▸ **Text extract**:
------------------------

Europa Universalis III: Napoleon's Ambition Review

It may be limited, but this Napoleonic-era expansion for Europa Universalis III packs a lot of punch when it comes to military matters.

One of the few disappointments with Europa Universalis III was that its timeline ended too soon. It was awfully disappointing when the march of history in the turn-based strategy game's grand campaign suddenly ground to a halt with the onset of the French Revolution in 1789, given that this was the eve of Napoleon's emergence in Europe. Having to stop just before Robespierre started to chop off heads was a big letdown. But developer Paradox Interactive has made up for this omission with Napoleon's Ambition. There isn't much to this expansion beyond the newfound ability to lead everyone's favorite petit general to world domination, but the detailed depiction of one of the most chaotic eras in world history adds a lot of punch to the core game all by itself.

Battling rebels during the French Revolution. Apparently it's not always good to be the king.

Napoleon's Ambition is the original game with an extended timeline. Though the nation-building strategizing still begins right after the fall of the Byzantine Empire in May of 1453, the ending has been pushed from the eve of the French Revolution in 1789 to the final fall of Napoleon Bonaparte in 1821. The gameplay continues to deal with historical grand strategy in which you take complete control of a nation at some point between the late Middle Ages and the dawn of the modern world at the start of the 19th century, but you now have the bonus of tackling those crazy decades when the guillotine ruled Paris in the Reign of Terror and Napoleon followed up the massacres by trying to conquer the globe.

This makes for some tense moments. France in this era is a superpower, which sets it apart from the mainly evenly matched powers in many of the period campaigns in the original game. There isn't a great deal of time for careful and considered statecraft here--dealing with foreign affairs, trade, and provincial infrastructure--because the new campaign kicks off with the slow slide into revolution in 1789. You're essentially pushed into the creation of a military state. If you follow the event triggers, then France can soon be cranking out armies under the command of Napoleon. You even get a "Vive La Revolution" effect that boosts military morale and manpower, making it hard to resist the temptation to go hog wild on the production of army units such as flying artillery batteries and Latin cuirassier cavalry. The manpower buff is a whopping 50%, too, which makes it rather easy to populate Provence and Pfalz with soldiers. You can load up the border provinces with so many troops so fast that you almost immediately trigger frightened warnings, from neighbors such as Austria and the papal state in Avignon, that you had better not declare war on anybody.

------------------------

▸ **Stored records**:

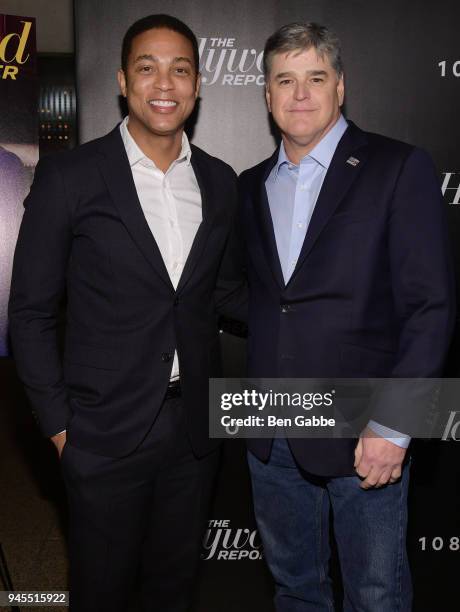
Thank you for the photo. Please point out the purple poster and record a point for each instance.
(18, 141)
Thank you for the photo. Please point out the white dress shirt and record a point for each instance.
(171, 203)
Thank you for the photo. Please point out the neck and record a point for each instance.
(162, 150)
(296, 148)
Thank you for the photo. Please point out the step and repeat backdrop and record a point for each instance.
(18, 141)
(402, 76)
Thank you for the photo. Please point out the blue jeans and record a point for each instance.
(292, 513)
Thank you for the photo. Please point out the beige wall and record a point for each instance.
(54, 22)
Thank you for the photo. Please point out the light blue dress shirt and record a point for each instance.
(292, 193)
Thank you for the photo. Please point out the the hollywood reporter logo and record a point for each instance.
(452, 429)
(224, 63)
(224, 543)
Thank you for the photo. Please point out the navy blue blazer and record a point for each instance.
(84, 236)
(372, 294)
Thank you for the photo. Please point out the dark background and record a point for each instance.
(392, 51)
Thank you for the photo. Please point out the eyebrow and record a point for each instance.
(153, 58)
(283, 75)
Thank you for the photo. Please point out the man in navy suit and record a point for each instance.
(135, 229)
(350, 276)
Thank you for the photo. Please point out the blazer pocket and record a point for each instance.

------------------------

▸ **Exercise task 1**: In the game review, to what year was the ending of the timeline pushed?
▸ **Exercise task 2**: Please copy the game review word for word, from "Europa Universalis III: Napoleon's" up to and including "to military matters.".
The records aren't needed for this work.

▸ **Full solution 1**: 1821, the final fall of Napoleon Bonaparte.

▸ **Full solution 2**:
Europa Universalis III: Napoleon's Ambition Review

It may be limited, but this Napoleonic-era expansion for Europa Universalis III packs a lot of punch when it comes to military matters.